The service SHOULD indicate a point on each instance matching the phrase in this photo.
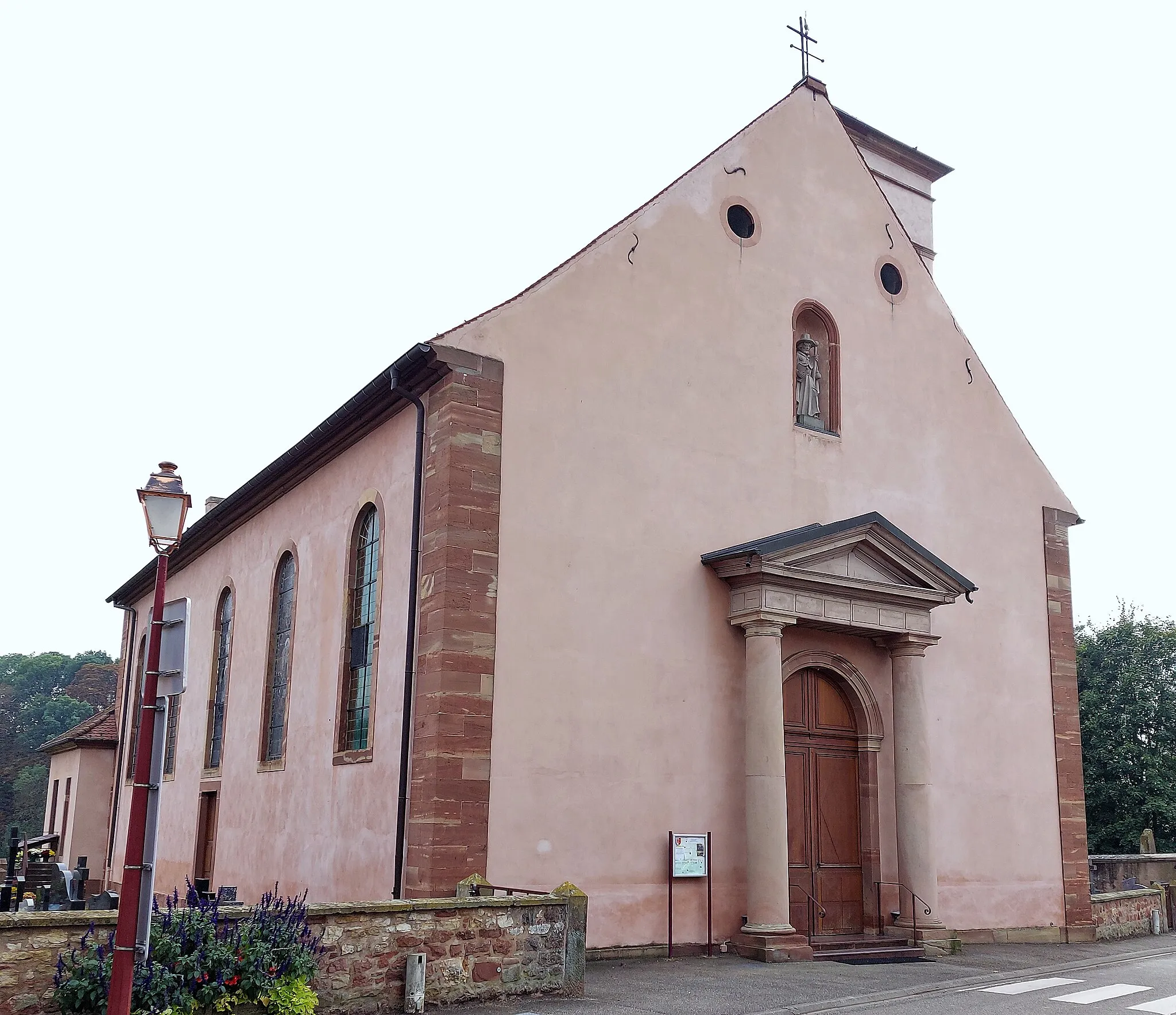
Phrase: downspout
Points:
(129, 657)
(406, 733)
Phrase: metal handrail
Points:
(812, 904)
(914, 899)
(474, 890)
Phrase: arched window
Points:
(817, 368)
(273, 711)
(218, 697)
(136, 712)
(365, 568)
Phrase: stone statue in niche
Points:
(808, 384)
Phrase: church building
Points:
(722, 528)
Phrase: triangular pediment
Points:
(860, 560)
(864, 551)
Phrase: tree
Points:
(29, 799)
(93, 682)
(1127, 701)
(42, 718)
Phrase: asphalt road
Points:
(956, 986)
(1143, 985)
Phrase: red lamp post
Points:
(165, 505)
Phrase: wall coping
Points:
(104, 918)
(1140, 858)
(1114, 897)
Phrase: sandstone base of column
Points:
(773, 947)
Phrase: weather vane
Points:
(806, 39)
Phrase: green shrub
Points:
(202, 960)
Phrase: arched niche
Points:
(815, 338)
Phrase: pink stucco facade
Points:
(648, 418)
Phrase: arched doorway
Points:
(825, 854)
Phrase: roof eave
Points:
(874, 140)
(373, 405)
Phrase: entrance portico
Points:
(866, 578)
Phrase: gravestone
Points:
(57, 892)
(104, 900)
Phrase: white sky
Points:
(219, 220)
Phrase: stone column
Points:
(913, 781)
(766, 794)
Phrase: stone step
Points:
(872, 954)
(837, 943)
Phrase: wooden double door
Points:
(825, 835)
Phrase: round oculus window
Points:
(891, 278)
(741, 221)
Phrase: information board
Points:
(690, 856)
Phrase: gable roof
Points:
(98, 731)
(817, 533)
(373, 405)
(419, 369)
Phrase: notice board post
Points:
(690, 856)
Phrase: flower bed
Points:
(200, 960)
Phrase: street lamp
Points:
(165, 505)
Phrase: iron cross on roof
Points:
(803, 48)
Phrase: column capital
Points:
(764, 627)
(763, 623)
(907, 644)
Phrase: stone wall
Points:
(448, 805)
(478, 948)
(1127, 914)
(1109, 871)
(1063, 667)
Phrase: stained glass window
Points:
(355, 726)
(173, 727)
(274, 725)
(219, 697)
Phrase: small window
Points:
(65, 821)
(219, 697)
(273, 721)
(741, 221)
(360, 649)
(136, 706)
(173, 728)
(53, 808)
(891, 278)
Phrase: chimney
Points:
(904, 176)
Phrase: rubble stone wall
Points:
(1127, 914)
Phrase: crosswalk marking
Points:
(1101, 993)
(1165, 1006)
(1026, 986)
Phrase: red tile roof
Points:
(98, 731)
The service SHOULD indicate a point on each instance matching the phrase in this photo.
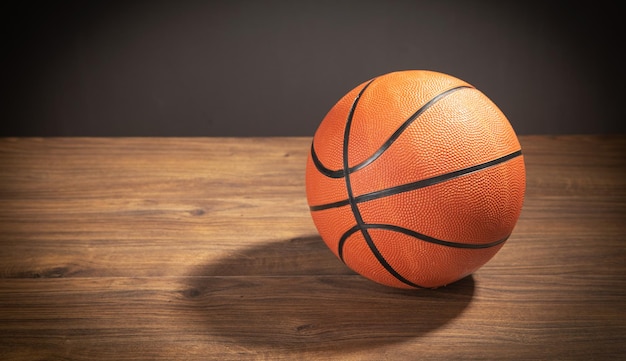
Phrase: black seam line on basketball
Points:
(433, 240)
(339, 172)
(416, 185)
(343, 239)
(355, 209)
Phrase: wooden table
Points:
(203, 248)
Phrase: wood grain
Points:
(203, 248)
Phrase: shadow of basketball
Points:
(258, 298)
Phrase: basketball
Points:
(415, 179)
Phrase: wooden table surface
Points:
(203, 248)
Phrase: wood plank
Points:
(203, 248)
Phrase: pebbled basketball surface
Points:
(415, 179)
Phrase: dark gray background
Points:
(257, 68)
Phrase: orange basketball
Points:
(415, 179)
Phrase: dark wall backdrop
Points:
(257, 68)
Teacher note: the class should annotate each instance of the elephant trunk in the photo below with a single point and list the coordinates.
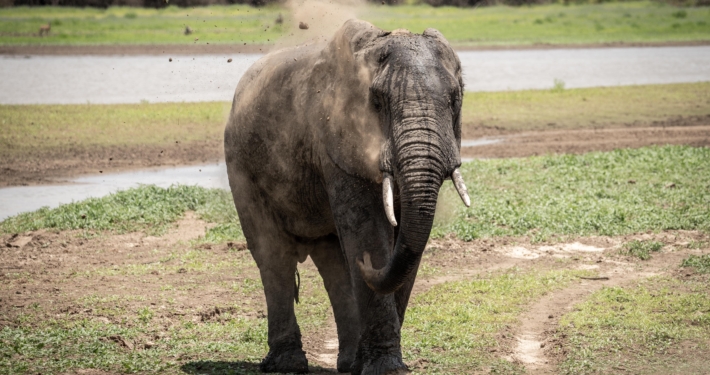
(420, 173)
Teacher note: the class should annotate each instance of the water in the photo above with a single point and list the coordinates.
(18, 199)
(14, 200)
(132, 79)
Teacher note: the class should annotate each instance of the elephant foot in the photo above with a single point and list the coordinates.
(287, 360)
(385, 365)
(345, 361)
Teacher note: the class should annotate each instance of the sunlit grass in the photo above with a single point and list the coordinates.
(454, 325)
(639, 329)
(598, 193)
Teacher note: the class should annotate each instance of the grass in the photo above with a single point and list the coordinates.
(26, 130)
(633, 22)
(27, 127)
(545, 197)
(455, 326)
(146, 208)
(234, 339)
(641, 249)
(599, 107)
(701, 263)
(661, 325)
(554, 196)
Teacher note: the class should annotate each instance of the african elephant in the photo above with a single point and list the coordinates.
(328, 146)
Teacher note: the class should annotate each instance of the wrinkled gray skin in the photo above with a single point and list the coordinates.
(311, 132)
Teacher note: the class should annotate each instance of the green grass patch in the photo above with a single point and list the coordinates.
(598, 107)
(234, 340)
(633, 22)
(25, 128)
(581, 195)
(639, 329)
(701, 263)
(148, 208)
(641, 249)
(543, 197)
(454, 325)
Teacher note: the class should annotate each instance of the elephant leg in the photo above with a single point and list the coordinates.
(278, 268)
(334, 270)
(401, 296)
(275, 255)
(362, 226)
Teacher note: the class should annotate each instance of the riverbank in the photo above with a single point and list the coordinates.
(222, 49)
(45, 144)
(630, 23)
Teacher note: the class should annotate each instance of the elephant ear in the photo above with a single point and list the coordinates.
(352, 134)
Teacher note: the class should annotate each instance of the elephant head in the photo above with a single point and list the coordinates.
(408, 97)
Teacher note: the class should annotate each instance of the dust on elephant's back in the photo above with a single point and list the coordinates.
(337, 151)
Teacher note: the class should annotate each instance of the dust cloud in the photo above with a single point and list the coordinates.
(323, 18)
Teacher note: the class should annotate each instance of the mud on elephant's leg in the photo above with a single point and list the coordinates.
(363, 226)
(285, 348)
(333, 268)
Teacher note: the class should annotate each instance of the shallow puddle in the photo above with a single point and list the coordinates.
(18, 199)
(131, 79)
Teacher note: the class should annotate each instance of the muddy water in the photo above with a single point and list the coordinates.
(131, 79)
(18, 199)
(14, 200)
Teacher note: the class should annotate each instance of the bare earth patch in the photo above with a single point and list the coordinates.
(63, 274)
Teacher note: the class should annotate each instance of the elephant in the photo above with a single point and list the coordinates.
(338, 151)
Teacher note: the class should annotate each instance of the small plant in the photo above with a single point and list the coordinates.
(680, 14)
(641, 249)
(558, 85)
(701, 263)
(145, 315)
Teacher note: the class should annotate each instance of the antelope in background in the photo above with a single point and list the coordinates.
(44, 29)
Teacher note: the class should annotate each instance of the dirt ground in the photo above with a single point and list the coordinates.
(53, 272)
(52, 166)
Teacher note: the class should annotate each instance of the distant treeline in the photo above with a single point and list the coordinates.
(190, 3)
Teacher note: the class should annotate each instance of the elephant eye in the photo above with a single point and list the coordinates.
(376, 99)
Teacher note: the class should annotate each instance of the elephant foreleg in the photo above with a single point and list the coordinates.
(333, 268)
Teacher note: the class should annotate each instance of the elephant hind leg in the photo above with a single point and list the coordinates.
(333, 268)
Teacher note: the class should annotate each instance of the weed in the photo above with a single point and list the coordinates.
(559, 85)
(641, 249)
(635, 328)
(454, 325)
(701, 263)
(680, 14)
(583, 194)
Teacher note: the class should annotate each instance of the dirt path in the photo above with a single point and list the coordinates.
(532, 343)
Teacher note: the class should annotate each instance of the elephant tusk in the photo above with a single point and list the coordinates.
(461, 187)
(388, 199)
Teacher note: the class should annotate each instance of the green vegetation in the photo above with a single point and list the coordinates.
(25, 128)
(599, 193)
(641, 249)
(660, 326)
(598, 107)
(634, 22)
(701, 263)
(454, 325)
(543, 197)
(147, 208)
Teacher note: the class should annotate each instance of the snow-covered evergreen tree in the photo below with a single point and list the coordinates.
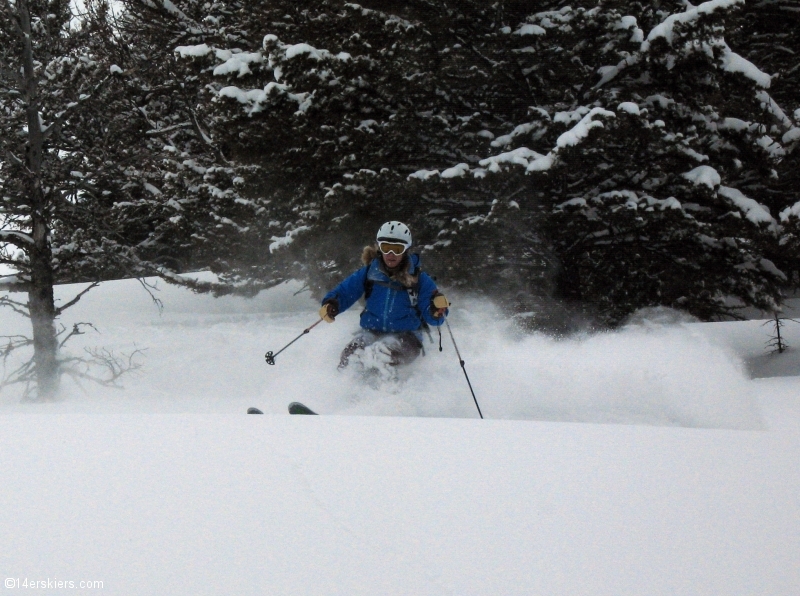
(657, 144)
(70, 165)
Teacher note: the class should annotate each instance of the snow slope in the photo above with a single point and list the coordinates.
(641, 462)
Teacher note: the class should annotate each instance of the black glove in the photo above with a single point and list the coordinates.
(329, 310)
(439, 305)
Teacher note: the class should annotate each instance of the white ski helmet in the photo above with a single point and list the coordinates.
(394, 231)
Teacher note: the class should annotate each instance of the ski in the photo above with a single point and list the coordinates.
(297, 408)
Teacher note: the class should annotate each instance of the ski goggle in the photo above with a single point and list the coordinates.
(395, 248)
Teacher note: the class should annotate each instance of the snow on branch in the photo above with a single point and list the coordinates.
(19, 239)
(281, 241)
(666, 29)
(531, 160)
(753, 210)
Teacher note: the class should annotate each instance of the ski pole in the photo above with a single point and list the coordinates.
(461, 362)
(270, 357)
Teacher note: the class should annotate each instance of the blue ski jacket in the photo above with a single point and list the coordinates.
(390, 307)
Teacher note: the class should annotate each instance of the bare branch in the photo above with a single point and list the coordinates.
(20, 308)
(149, 288)
(75, 300)
(114, 366)
(76, 330)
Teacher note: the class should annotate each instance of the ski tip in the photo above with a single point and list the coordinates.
(297, 408)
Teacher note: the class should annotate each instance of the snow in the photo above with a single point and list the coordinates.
(629, 107)
(791, 136)
(456, 171)
(238, 64)
(530, 29)
(704, 175)
(754, 211)
(193, 51)
(423, 174)
(661, 459)
(733, 62)
(666, 28)
(581, 130)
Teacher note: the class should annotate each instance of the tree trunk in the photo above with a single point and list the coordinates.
(40, 297)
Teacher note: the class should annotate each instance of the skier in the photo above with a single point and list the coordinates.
------
## Work instruction
Figure out the number of lines above in which the string "basketball" appears. Only the number should be given.

## Task solution
5